POR HACER: Reúne todas las líneas del material siguiente en las que aparezca la palabra "large".

REGISTROS:
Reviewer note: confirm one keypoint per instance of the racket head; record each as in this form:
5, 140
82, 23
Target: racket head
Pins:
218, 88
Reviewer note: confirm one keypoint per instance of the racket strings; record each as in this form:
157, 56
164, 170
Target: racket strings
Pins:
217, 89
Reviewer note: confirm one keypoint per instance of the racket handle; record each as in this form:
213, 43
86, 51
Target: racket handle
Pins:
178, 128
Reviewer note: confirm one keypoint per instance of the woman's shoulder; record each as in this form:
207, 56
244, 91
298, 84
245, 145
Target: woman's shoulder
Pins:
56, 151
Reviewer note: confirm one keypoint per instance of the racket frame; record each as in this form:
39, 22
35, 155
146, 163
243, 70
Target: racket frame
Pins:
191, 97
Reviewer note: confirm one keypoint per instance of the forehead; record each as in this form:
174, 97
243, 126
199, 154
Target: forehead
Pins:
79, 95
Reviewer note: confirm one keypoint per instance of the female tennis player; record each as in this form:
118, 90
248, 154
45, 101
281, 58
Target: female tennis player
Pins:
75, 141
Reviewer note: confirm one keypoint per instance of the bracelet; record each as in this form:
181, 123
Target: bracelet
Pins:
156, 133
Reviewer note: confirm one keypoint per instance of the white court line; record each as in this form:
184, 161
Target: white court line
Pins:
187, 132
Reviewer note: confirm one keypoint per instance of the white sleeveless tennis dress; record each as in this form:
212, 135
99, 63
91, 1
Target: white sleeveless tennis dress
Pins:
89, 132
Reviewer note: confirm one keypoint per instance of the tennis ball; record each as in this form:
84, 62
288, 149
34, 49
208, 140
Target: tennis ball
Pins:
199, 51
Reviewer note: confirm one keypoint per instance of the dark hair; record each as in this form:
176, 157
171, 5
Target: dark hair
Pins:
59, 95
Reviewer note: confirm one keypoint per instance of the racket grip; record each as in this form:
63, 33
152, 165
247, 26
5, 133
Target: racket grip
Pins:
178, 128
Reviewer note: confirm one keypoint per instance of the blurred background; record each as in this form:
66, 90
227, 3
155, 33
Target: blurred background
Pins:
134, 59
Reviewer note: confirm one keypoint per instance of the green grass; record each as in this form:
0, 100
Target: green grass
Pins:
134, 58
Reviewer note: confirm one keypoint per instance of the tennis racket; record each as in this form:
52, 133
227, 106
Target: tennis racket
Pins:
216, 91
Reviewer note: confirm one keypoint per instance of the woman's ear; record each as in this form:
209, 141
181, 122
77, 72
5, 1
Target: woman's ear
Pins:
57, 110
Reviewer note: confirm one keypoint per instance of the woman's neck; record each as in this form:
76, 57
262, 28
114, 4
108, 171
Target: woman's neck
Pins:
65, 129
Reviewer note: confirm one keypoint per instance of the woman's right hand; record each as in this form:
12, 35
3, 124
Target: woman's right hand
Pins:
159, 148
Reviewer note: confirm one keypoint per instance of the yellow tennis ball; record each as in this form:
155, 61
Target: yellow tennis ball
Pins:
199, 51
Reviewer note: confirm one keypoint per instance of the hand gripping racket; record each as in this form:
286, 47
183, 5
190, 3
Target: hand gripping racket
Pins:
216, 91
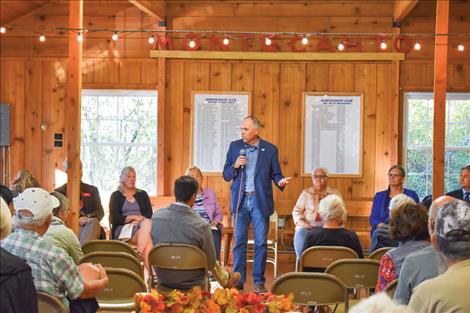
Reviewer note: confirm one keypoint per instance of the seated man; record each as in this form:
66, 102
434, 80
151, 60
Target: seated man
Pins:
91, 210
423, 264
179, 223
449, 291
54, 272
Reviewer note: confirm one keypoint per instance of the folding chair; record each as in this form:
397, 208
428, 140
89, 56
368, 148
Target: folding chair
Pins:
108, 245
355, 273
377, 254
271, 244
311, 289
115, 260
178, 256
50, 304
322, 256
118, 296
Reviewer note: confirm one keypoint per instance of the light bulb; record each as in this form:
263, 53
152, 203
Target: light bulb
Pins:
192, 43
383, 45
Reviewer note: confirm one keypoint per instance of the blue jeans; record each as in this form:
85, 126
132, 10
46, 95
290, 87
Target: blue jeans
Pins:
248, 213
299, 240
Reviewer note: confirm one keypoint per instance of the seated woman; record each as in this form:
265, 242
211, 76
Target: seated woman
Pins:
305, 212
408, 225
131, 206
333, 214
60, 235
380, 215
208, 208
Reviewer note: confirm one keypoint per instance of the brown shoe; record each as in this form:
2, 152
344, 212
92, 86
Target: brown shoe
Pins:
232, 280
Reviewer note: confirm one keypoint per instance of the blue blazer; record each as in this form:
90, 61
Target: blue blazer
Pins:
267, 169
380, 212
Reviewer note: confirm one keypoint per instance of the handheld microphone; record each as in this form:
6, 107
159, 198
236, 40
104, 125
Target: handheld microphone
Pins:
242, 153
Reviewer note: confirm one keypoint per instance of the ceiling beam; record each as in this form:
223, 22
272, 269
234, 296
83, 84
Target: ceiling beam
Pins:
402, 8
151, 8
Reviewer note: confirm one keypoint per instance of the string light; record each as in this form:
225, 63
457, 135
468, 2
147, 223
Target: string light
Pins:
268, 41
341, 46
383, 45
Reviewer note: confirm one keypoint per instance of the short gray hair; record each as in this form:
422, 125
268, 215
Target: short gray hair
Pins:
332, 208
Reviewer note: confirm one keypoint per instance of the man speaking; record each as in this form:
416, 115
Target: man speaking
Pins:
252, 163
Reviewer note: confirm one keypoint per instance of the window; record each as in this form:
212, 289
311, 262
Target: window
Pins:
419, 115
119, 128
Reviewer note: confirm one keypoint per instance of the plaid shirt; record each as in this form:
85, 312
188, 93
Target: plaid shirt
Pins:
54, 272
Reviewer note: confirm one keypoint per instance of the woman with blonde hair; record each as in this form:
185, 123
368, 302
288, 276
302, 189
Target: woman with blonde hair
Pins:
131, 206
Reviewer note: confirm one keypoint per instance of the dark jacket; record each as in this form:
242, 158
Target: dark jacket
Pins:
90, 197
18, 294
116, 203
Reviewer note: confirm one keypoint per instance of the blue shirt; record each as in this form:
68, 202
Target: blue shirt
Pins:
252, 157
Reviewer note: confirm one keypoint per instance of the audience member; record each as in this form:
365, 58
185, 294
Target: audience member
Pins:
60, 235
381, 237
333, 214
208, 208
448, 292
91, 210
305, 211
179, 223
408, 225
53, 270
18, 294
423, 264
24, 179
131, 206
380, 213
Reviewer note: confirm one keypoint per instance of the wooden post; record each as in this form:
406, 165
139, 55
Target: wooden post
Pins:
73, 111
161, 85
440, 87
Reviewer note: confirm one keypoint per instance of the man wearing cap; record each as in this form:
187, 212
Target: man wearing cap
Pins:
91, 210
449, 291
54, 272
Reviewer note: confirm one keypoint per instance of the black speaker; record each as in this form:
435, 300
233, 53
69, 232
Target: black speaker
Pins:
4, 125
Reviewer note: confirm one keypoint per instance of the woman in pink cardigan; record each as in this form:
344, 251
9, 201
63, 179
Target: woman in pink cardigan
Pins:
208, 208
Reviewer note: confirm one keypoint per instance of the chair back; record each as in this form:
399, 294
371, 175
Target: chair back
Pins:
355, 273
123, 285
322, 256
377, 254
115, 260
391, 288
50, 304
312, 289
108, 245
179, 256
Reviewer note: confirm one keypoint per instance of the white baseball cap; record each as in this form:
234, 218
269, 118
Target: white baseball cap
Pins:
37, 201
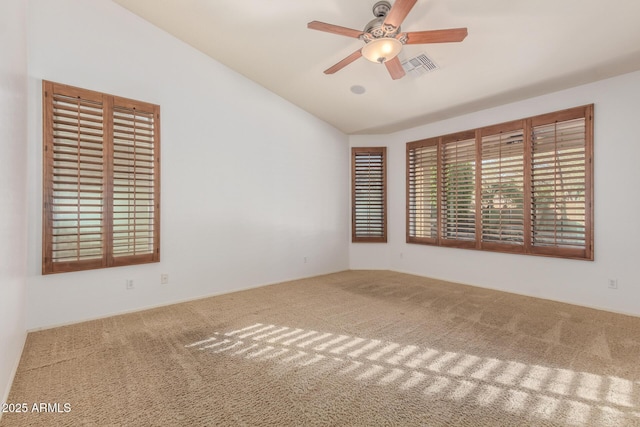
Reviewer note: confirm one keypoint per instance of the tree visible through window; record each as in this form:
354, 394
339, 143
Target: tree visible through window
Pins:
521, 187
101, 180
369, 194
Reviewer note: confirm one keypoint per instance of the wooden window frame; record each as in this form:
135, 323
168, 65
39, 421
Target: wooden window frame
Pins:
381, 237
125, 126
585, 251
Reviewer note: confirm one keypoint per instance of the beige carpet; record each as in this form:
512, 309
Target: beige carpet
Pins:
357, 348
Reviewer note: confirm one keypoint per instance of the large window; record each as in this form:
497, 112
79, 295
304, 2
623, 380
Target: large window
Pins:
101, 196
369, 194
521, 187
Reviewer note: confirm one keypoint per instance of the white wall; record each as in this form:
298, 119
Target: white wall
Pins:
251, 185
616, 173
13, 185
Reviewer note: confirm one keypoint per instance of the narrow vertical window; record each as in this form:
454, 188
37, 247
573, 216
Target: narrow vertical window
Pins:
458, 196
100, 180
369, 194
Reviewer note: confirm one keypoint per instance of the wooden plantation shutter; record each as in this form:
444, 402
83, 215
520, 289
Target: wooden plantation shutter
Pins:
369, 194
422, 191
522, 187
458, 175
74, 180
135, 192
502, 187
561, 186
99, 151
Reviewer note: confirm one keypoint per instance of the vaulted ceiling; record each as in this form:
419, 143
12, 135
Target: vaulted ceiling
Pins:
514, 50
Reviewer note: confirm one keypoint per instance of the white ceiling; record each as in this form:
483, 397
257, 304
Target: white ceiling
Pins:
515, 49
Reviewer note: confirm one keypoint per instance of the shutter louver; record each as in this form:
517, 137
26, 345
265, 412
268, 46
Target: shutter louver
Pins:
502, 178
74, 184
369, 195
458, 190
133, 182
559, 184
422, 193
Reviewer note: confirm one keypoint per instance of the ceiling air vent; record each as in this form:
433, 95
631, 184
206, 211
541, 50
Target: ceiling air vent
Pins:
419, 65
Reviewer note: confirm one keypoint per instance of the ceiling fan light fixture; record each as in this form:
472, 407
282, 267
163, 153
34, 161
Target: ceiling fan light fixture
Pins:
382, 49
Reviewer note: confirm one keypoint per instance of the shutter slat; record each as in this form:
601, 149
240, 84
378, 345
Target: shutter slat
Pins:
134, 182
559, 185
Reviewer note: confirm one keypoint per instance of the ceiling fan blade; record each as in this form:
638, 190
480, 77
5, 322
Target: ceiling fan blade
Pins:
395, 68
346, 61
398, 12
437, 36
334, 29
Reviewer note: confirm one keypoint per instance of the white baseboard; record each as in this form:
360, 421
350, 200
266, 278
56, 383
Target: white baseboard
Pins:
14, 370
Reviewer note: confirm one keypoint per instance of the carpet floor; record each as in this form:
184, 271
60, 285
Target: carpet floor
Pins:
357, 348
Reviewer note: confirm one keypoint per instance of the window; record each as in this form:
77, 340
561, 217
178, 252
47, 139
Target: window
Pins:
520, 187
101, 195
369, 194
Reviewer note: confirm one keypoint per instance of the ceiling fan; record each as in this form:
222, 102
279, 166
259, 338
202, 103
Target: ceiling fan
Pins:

...

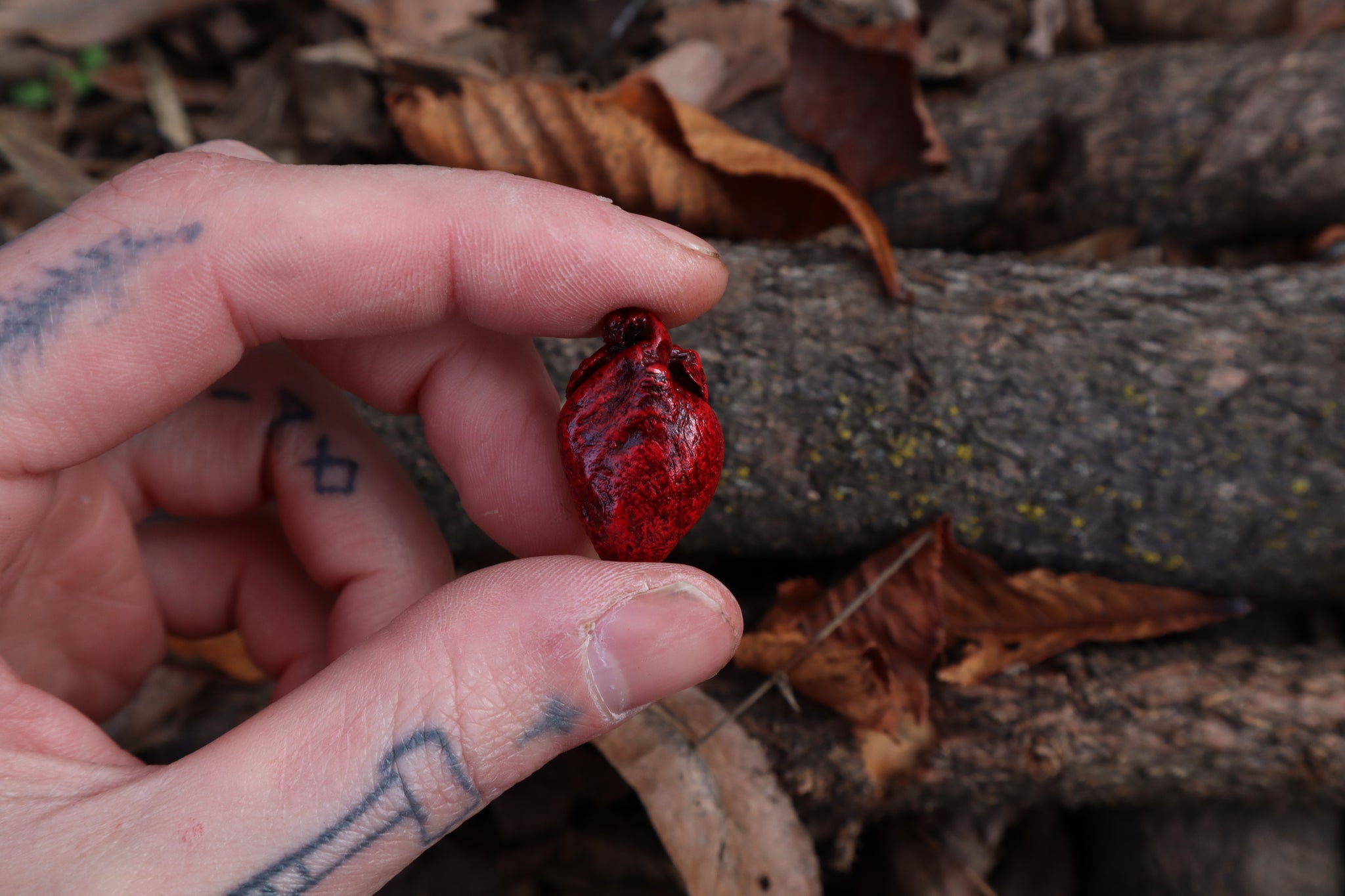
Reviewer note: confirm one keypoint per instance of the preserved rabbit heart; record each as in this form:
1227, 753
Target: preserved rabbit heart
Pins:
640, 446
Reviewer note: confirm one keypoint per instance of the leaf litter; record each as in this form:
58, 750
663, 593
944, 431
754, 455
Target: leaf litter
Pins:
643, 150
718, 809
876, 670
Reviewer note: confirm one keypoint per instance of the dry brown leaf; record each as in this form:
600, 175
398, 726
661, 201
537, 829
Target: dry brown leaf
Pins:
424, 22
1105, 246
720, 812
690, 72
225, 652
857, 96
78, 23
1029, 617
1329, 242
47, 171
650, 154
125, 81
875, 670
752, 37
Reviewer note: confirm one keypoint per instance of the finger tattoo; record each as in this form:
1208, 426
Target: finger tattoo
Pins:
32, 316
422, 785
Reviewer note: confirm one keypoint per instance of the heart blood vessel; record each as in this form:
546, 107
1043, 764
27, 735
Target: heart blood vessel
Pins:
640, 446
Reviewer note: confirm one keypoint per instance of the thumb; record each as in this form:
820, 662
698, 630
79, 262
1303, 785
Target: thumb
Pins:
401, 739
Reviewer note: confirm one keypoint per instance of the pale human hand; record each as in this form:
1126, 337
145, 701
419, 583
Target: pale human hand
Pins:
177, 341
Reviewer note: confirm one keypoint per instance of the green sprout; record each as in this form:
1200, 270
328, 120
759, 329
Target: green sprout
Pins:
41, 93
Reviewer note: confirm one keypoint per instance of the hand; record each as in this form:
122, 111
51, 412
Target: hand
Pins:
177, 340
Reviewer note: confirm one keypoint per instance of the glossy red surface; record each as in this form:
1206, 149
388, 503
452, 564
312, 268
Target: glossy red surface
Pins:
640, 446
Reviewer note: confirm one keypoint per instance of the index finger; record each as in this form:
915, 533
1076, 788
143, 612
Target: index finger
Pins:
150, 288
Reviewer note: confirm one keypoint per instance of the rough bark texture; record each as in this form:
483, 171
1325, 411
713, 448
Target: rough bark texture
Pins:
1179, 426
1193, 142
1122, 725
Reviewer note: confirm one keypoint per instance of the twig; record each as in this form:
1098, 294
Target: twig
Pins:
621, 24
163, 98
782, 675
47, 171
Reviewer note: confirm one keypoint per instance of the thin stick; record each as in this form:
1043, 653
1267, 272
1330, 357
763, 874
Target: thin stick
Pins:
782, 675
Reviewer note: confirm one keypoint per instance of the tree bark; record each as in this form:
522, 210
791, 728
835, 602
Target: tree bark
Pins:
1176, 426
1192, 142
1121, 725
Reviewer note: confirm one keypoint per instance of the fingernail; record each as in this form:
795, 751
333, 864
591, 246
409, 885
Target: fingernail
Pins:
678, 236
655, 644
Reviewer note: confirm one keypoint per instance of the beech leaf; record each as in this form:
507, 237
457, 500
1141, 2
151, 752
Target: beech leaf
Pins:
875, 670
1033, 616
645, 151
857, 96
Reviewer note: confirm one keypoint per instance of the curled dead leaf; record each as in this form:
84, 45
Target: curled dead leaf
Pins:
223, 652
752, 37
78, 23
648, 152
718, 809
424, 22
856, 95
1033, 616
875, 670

RESPUESTA:
Reviewer note: confirm one keypoint per instance of the large window; record each as in this form:
Target: large window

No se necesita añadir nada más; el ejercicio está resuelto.